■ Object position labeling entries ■
* * *

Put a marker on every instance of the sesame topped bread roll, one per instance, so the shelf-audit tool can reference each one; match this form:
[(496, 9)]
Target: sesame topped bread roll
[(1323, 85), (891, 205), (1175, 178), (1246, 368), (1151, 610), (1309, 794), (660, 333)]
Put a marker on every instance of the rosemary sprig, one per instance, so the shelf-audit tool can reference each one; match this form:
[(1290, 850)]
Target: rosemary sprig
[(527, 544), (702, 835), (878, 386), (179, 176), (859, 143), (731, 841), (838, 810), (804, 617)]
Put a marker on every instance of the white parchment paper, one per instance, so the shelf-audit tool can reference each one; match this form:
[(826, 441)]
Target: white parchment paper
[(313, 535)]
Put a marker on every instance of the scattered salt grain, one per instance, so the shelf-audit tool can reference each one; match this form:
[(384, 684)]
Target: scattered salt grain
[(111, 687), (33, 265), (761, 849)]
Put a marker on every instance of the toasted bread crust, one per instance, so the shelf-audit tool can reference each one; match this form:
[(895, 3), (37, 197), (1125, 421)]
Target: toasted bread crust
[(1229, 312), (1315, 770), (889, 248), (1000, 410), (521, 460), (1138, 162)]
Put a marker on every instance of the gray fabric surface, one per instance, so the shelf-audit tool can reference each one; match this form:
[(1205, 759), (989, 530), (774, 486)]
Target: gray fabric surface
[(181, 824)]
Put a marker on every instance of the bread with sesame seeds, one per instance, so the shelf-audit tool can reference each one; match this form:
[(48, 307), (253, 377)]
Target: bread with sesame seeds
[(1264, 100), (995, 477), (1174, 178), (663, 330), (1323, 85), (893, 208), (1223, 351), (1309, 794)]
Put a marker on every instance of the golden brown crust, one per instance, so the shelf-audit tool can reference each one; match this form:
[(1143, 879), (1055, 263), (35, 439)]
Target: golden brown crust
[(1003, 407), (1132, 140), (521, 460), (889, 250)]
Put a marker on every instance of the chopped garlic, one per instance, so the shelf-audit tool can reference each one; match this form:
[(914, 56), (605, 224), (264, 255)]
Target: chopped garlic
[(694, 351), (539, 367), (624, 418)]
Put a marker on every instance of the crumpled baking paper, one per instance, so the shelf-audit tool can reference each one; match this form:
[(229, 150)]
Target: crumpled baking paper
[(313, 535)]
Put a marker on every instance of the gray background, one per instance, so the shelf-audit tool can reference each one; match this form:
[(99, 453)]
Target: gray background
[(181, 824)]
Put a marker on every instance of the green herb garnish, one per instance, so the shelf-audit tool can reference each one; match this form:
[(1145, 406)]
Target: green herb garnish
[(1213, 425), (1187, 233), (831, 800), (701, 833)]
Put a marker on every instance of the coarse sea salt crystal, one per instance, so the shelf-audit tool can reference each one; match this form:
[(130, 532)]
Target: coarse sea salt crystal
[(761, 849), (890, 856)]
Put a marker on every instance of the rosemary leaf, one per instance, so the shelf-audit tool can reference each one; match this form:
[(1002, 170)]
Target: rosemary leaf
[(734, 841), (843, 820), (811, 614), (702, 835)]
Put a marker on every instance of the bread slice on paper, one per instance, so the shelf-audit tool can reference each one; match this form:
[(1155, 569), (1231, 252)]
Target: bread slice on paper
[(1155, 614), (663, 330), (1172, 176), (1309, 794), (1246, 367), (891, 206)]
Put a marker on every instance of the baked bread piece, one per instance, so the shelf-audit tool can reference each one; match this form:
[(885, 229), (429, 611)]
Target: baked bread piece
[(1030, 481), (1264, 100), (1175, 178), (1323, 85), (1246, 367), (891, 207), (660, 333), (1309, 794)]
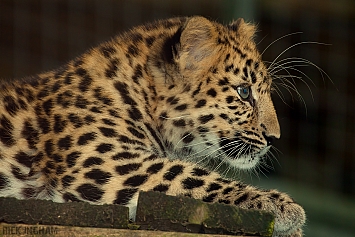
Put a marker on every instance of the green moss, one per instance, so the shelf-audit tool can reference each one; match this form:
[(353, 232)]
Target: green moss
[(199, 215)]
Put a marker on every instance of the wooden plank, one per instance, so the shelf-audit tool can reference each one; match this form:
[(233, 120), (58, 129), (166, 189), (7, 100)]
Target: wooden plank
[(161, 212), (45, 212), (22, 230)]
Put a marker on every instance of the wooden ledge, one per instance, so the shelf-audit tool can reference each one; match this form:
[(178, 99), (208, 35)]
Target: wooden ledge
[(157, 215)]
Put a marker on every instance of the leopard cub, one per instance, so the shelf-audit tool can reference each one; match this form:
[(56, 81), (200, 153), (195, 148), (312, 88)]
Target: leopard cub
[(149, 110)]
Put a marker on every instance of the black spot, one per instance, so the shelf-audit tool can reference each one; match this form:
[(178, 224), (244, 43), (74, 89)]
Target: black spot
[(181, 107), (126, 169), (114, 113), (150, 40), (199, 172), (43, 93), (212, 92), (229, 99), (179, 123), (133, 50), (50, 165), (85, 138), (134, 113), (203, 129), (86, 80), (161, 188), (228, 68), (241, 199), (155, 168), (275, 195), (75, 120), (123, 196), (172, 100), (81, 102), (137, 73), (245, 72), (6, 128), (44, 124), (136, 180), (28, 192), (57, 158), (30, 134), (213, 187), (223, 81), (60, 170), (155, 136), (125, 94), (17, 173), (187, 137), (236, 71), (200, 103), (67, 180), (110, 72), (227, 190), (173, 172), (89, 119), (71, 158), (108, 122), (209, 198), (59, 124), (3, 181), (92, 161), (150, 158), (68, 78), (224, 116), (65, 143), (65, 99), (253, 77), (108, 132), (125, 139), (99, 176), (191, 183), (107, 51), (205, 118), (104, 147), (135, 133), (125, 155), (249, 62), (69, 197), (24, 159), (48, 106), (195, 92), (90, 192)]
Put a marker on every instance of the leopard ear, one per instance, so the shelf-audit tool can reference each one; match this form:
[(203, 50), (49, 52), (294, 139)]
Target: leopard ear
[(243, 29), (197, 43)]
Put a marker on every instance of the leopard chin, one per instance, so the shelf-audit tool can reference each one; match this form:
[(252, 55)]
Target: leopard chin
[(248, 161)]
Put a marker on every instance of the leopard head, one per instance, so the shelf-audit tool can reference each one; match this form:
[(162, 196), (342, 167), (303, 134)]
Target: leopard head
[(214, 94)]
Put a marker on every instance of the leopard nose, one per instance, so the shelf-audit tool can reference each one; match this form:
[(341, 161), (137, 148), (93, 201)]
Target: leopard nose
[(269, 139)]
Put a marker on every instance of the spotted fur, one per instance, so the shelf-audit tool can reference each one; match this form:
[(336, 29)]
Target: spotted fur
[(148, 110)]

* * *

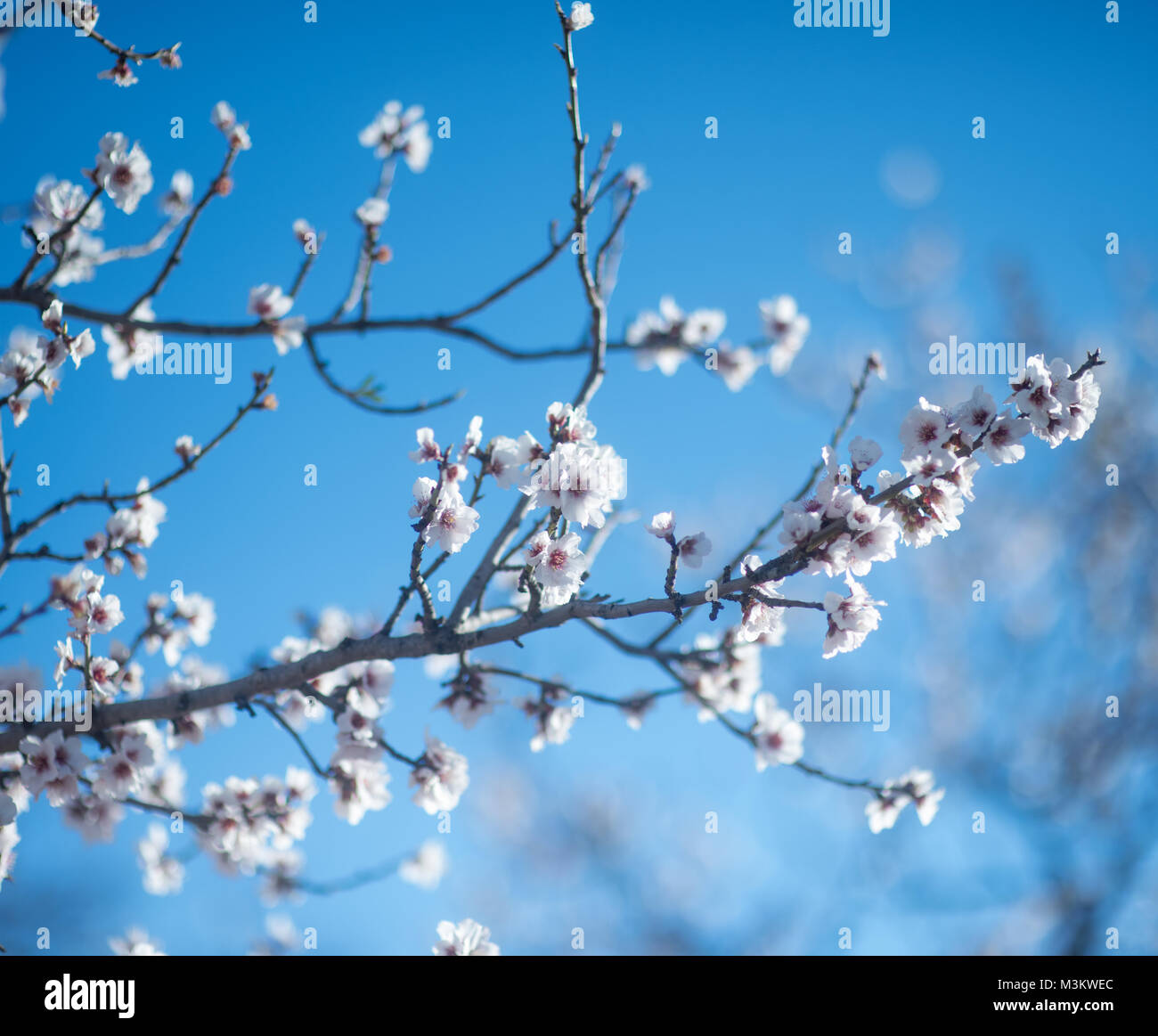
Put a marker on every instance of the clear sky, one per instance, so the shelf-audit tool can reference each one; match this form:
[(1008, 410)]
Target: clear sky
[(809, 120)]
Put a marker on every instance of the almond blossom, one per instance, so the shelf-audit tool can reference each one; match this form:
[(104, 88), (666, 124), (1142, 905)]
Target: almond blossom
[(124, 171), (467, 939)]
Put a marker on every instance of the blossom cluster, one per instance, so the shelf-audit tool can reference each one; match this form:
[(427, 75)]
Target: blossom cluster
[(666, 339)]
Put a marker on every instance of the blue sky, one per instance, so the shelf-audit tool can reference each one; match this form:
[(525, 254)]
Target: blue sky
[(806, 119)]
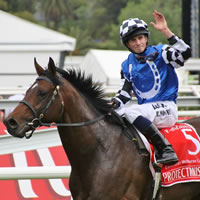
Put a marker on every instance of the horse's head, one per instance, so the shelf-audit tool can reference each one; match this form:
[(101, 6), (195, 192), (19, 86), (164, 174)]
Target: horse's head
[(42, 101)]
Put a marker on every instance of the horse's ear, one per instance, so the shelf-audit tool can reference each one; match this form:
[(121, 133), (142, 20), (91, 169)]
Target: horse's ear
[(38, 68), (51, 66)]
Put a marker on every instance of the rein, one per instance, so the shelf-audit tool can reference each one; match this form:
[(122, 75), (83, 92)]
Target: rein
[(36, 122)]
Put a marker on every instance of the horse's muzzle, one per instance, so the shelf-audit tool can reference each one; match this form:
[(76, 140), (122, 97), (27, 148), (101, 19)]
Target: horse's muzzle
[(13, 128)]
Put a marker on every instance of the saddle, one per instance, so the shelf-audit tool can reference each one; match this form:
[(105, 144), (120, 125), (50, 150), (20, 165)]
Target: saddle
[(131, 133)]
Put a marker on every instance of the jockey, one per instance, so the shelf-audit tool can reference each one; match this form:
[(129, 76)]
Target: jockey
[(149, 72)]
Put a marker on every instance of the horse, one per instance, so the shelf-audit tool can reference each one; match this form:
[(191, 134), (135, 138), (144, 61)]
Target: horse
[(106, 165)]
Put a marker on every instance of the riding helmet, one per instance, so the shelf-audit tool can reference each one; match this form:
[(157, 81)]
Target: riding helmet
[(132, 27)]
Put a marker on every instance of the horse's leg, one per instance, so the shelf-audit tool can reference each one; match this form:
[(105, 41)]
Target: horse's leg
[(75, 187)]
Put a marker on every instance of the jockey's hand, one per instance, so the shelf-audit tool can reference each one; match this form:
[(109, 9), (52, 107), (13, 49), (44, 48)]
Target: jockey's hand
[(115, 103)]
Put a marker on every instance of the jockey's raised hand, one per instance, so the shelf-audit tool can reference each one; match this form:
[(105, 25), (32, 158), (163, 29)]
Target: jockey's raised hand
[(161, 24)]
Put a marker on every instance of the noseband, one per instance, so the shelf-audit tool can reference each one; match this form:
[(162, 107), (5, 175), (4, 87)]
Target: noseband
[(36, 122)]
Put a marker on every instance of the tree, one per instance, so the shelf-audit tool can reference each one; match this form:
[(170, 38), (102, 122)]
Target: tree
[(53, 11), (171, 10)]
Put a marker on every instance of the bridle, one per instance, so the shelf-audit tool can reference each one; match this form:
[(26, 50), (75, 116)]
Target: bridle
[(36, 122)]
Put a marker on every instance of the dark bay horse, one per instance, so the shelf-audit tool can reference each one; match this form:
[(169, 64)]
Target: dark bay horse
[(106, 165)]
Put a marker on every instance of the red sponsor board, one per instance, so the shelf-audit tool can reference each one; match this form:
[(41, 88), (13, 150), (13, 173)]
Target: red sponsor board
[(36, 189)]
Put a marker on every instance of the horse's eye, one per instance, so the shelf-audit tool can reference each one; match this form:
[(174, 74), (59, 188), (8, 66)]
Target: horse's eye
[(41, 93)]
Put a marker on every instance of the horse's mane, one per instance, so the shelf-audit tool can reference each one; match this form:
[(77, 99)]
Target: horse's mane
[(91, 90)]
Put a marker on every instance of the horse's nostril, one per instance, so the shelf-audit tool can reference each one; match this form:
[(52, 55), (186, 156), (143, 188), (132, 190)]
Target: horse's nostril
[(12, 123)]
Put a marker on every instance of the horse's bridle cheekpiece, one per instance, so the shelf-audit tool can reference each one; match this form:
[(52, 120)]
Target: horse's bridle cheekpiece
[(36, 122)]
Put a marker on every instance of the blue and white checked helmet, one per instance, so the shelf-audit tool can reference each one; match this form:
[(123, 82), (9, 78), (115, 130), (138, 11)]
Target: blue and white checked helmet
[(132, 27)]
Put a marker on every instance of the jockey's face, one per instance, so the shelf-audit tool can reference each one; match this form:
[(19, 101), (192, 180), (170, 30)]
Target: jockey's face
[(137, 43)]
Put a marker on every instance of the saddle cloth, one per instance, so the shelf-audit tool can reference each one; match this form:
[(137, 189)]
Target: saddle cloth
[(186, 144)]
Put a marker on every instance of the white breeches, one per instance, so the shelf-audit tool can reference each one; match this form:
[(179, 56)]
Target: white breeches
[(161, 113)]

* * *

■ TASK INSTRUCTIONS ■
Find each line in the records that contains the word "fabric", and copy every such line.

■ EXERCISE SOLUTION ■
Put a marker on every instance of the gray fabric surface, one per instance, so the shelf-audit tool can reference each one; match this form:
Target: gray fabric surface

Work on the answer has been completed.